Directive a:
Copy these rows word for word, starting at the row that contains "I'm looking for the white" and ending after the row that contains "[380,675,488,803]".

A little fun fact: although “C. Montgomery” is treated as first name in above data.frame, “Montgomery” is actually a middle name. “C” is the first name and it represents “Charles”.

3.2) Construct a logical vector indicating whether a character has a title (i.e., Rev. and Dr.).

name.transform4 <- name.transform3 %>%
        dplyr::mutate(full = ifelse(title == "na", "", title) %>%
                                    paste(., first, last, sep = " "),
                      title_flag = str_detect(full, 
                                              pattern = "(Rev\\.|Dr\\.)"))
name.transform4

3.3) Construct a logical vector indicating whether a character has a second name.

name.transform5 <- name.transform4 %>%
        dplyr::mutate( middle_flag = ifelse(
                str_count(first, pattern = "\\S+") >1,  # counting all sequences on non-space characters 
                TRUE, FALSE) )
name.transform5

I am guessing the question is asking which character is having a middle name. In this case, that’s Mr. Burns.

Records supplied:
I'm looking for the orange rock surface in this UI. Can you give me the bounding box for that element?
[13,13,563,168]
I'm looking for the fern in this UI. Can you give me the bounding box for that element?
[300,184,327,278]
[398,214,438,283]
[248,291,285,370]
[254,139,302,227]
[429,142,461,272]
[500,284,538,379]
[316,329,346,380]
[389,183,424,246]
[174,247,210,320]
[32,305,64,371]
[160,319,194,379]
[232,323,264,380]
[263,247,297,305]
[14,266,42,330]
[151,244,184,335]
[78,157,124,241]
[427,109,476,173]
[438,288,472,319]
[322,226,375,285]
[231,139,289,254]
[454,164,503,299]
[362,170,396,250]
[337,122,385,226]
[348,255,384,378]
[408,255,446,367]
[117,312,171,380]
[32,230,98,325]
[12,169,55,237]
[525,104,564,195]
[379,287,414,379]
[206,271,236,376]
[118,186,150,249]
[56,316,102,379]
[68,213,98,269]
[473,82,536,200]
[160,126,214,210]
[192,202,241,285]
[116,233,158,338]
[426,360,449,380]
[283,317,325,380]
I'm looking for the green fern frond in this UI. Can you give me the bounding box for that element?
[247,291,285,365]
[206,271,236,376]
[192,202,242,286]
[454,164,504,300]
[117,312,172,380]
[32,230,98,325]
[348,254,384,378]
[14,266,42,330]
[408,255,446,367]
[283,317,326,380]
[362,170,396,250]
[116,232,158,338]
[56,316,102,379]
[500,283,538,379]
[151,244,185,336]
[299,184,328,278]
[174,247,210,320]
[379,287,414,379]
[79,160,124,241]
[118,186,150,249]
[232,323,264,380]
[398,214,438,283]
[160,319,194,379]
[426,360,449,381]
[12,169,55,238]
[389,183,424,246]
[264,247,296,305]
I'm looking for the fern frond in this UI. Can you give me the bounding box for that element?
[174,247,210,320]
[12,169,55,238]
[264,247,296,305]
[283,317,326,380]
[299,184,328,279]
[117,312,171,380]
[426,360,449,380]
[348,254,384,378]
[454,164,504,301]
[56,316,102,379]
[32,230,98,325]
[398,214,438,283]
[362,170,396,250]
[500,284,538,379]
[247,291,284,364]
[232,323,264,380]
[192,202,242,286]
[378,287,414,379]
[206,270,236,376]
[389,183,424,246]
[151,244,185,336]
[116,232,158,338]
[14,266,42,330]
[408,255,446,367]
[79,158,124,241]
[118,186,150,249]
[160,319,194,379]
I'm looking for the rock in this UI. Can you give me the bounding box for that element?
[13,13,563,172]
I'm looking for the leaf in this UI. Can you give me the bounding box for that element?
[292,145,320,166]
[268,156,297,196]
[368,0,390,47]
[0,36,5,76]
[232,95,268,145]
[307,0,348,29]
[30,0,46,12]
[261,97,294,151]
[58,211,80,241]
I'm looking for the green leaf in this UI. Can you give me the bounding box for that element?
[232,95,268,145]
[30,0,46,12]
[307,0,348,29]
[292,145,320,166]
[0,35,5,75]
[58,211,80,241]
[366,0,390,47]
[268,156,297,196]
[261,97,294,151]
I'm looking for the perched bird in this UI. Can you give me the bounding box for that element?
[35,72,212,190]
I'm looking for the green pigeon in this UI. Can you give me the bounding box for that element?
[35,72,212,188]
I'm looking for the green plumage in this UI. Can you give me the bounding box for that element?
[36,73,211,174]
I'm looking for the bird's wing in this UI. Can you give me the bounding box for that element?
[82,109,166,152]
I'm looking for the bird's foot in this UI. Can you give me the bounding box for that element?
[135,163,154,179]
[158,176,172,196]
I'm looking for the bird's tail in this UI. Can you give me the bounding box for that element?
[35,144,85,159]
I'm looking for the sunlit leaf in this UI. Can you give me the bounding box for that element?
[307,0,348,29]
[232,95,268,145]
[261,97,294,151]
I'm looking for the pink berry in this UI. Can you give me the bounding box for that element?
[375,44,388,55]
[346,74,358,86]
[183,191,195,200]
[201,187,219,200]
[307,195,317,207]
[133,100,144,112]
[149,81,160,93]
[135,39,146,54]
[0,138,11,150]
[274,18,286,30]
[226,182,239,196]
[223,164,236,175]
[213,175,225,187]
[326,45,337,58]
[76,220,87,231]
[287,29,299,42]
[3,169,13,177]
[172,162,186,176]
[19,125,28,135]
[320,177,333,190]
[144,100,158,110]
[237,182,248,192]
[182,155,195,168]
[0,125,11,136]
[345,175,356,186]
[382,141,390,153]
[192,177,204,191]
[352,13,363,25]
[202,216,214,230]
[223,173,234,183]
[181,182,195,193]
---
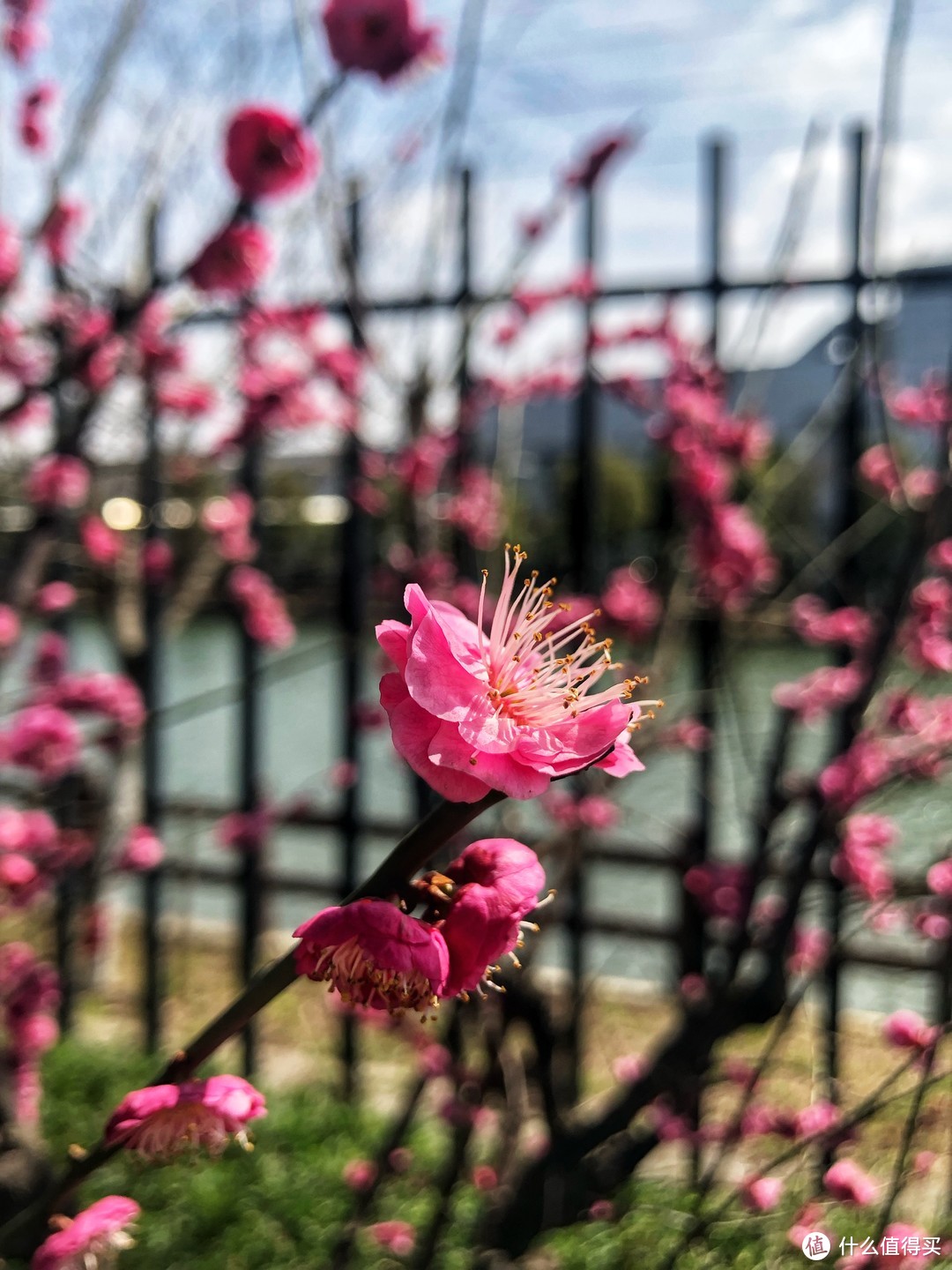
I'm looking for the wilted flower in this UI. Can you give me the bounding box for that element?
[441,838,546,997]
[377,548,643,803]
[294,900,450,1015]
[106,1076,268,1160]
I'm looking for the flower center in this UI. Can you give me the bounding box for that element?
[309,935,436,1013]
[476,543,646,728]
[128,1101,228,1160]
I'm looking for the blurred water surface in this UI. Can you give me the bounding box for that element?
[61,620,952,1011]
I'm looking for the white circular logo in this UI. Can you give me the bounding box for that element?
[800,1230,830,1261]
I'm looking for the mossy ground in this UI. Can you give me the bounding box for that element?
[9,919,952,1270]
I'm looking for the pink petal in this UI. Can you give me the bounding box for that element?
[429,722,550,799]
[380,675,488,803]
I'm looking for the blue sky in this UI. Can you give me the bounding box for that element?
==
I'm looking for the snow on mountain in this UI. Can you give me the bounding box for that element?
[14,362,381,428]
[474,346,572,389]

Directive b:
Pick up the R walkthrough on flagging titles and middle names in character names and extend it beyond its final sentence.

Final result a:
I'm looking for the white circular logo in this UI. Can you give me the bounding box for that element?
[800,1230,830,1261]
I'm looking for the mossy ground in this UI. Can you give me the bounding box for that element?
[9,919,952,1270]
I'm looking for the pink petal in this UI. Can you give me the bounding box for that element?
[429,722,550,799]
[380,675,488,803]

Final result b:
4) Describe the types of strings that conform to the following regular expressions and construct an example that is matched by the regular expression.

# 1. [0-9]+\\$
# this is referred to 1 or more digits followed by a dollar sign
str_extract_all(c("44$", "4j$"), 
           pattern = "[0-9]+\\$") %>% unlist
## [1] "44$"
# 2. \\b[a-z]{1,4}\\b
# this is referred to any word (in lower case) inside a string that has a boundary (word edge)
# AND it must be at least 1 and up to 4 letters
str_extract_all(c("good", "not so good", "hi goodbye",
             "heyheyhey", "NOT SO GOOD", "88lu"), 
           pattern = "\\b[a-z]{1,4}\\b") %>% unlist       
## [1] "good" "not"  "so"   "good" "hi"
# 3. .*?\\.txt$
# this is referred to anything that ends with .txt
# before .txt, anything can be optional, including nothing (.*?)
str_extract_all(c("not so good.txt", ".txt",
             "homework.txt.csv", "assignment_txt"), 
           pattern = ".*?\\.txt$") %>% unlist
## [1] "not so good.txt" ".txt"
# 4. \\d{2}/\\d{2}/\\d{4}
# this is referred to a combo of digits separated by a slash /
# specifically 2 digits separated by slash and then 2 digits, separated by slash again and followed by 4 digits
# however, the beginning don't necessarily to be just 2 digits, e.g. 1111/88/9999 would still return true
# likewise, the end can be more than 4, e.g. 1111/88/999999999 would still return true
str_extract_all(c("haha 11/12/2001 oh yes", "06/14/9999", "1111/88/999999999", 
             "h9/88/9800", "randombirthdaywishes!:-)", "11/17a/2018"),
           pattern = "\\d{2}/\\d{2}/\\d{4}") %>% unlist
## [1] "11/12/2001" "06/14/9999" "11/88/9999"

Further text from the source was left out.